# [Stated task 1]
Convert the part of the listing that opens with the line containing "Annotation guideline: every instance of the yellow" and runs through the listing's last line into a Markdown table. Use the columns "Row" and "Line", number the rows in order, and leave out blank lines.

# [Source document]
## begin
GROSS: "High Noon" was released in 1952. Carl Foreman, the screenwriter, who's the main character in your book, initially intended to make a Western that would be a parable about the post-World War II world and the importance of the new United Nations. But after the blacklist started, he decided to make "High Noon" a parable about the blacklisting era. So in what sense do you see and did he see (laughter) "High Noon" as a parable about that era?
FRANKEL: Well, Carl talked about this later. Of course he didn't say anything about it at the time because it...
GROSS: No, of course, yeah.
FRANKEL: ...Would've been dangerous to the movie. But I think you basically see it in the way he treats the community. This is set in the fictional place called Hadleyville, which sounds a lot like Hollywood. And what Carl - what the good citizens of Hadleyville do when faced with the threat coming on the train - you know, this bad guy who used to run the town is coming back, and he's got three thugs waiting for him. And they're going to seek out and kill the marshal, the law man who had resisted them and put him in jail years earlier.
The law man - Will Kane is his name in the film, played by Gary Cooper - thinks he can rely on the community the same way he did originally when they imprisoned these guys to support him. But he finds - and the core of the movie is him going around from place to place and person to person and to the church during a service and finding that the community is not backing him. There's a sort of moral corruption going on. There's a cowardice. And he ends up standing alone.
## end
# [Records for the task]
## begin
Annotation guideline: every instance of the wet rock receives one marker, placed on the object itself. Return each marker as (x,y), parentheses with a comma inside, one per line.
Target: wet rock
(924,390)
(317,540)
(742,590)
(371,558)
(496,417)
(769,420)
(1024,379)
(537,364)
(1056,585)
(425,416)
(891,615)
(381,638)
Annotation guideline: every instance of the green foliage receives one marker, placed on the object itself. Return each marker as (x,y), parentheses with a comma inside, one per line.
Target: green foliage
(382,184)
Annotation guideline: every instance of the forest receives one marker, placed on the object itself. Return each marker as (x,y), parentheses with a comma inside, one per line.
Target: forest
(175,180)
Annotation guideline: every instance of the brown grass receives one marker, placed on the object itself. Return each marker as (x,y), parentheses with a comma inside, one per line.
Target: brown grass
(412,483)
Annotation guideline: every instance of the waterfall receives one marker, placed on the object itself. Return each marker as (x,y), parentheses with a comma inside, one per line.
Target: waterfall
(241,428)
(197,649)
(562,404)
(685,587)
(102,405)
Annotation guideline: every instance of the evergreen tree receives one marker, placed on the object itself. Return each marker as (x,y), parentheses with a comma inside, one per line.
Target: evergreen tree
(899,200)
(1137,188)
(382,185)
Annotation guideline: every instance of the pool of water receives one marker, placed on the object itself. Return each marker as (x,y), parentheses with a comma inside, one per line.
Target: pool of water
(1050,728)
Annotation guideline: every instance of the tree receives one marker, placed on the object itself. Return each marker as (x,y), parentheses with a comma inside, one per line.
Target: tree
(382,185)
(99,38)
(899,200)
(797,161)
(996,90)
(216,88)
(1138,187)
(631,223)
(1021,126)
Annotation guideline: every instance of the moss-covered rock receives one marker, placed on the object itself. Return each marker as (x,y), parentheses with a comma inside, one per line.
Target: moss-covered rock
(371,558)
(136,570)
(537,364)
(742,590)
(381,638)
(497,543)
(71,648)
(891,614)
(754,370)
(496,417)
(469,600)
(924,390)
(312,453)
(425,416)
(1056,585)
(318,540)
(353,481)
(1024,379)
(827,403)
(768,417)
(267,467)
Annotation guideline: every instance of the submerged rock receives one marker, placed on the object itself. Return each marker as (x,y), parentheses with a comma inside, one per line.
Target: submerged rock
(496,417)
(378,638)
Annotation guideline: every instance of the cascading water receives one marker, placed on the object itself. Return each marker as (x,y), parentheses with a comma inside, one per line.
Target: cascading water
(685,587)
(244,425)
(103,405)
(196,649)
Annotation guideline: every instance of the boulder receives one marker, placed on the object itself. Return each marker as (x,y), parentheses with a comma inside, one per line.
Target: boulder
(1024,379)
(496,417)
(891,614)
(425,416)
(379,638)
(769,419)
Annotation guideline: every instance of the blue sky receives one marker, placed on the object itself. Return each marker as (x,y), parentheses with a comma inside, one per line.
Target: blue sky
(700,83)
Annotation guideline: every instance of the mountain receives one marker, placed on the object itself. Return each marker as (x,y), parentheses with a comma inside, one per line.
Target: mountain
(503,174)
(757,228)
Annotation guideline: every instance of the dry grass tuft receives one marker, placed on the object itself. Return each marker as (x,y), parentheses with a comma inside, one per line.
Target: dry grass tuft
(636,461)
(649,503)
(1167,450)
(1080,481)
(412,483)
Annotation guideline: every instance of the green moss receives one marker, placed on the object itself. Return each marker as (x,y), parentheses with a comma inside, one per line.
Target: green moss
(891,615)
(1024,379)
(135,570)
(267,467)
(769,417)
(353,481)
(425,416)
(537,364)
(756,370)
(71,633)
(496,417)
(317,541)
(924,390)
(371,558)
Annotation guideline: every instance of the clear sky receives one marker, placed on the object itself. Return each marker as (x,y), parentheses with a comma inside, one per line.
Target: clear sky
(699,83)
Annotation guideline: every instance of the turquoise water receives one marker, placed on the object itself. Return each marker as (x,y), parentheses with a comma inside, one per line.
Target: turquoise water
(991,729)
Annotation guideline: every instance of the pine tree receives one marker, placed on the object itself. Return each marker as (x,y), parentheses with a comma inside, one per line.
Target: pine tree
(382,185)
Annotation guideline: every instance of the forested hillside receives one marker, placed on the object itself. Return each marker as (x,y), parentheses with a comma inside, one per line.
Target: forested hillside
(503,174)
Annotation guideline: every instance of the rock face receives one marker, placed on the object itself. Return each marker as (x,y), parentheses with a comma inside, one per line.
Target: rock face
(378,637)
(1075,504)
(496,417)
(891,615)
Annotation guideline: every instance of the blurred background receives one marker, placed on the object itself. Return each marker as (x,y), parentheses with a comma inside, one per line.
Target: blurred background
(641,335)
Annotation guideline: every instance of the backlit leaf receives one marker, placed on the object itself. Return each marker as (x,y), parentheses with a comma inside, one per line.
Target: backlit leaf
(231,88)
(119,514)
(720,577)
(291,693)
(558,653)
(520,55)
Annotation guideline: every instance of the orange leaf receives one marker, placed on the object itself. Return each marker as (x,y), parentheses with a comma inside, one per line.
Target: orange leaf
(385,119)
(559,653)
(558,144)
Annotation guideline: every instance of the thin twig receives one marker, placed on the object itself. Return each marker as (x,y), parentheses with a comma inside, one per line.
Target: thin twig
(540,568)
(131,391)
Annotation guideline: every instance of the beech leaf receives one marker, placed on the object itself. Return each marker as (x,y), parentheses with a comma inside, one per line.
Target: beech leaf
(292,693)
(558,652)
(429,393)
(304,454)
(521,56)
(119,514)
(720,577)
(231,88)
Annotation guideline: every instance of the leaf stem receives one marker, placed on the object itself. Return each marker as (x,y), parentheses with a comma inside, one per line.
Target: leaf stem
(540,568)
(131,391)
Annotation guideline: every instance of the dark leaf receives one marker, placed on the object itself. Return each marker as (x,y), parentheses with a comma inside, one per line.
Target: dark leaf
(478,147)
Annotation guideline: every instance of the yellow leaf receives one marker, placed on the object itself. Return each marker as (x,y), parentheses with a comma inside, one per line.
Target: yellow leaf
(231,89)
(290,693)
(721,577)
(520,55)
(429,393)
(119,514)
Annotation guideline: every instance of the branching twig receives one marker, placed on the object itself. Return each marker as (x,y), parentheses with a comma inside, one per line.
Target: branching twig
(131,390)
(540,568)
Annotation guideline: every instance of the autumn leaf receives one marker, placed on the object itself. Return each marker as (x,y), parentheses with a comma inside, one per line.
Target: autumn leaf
## end
# [Stated task 2]
Answer these questions about the "High Noon" interview:
(a) In what year was "High Noon" released?
(b) What is the name of the fictional place where the film is set?
(c) Who plays the lawman Will Kane?

# [Task output 1]
| Row | Line |
|---|---|
| 1 | Annotation guideline: every instance of the yellow leaf receives one marker, placed on the object itself. Return each marker as (x,y), parentheses with a comma inside, one per line. |
| 2 | Target: yellow leaf |
| 3 | (231,89) |
| 4 | (290,693) |
| 5 | (721,577) |
| 6 | (520,55) |
| 7 | (429,393) |
| 8 | (119,514) |
| 9 | Annotation guideline: every instance of the branching twig receives one marker, placed on the object itself. Return each marker as (x,y), parentheses with a comma inside, one per line. |
| 10 | Target: branching twig |
| 11 | (131,390) |
| 12 | (540,568) |
| 13 | Annotation guideline: every instance of the autumn leaf receives one marker, placed on the object itself. Return each marker as (x,y), parentheses with a comma inside, one per line. |
| 14 | Target: autumn leaf |

# [Task output 2]
(a) 1952
(b) Hadleyville
(c) Gary Cooper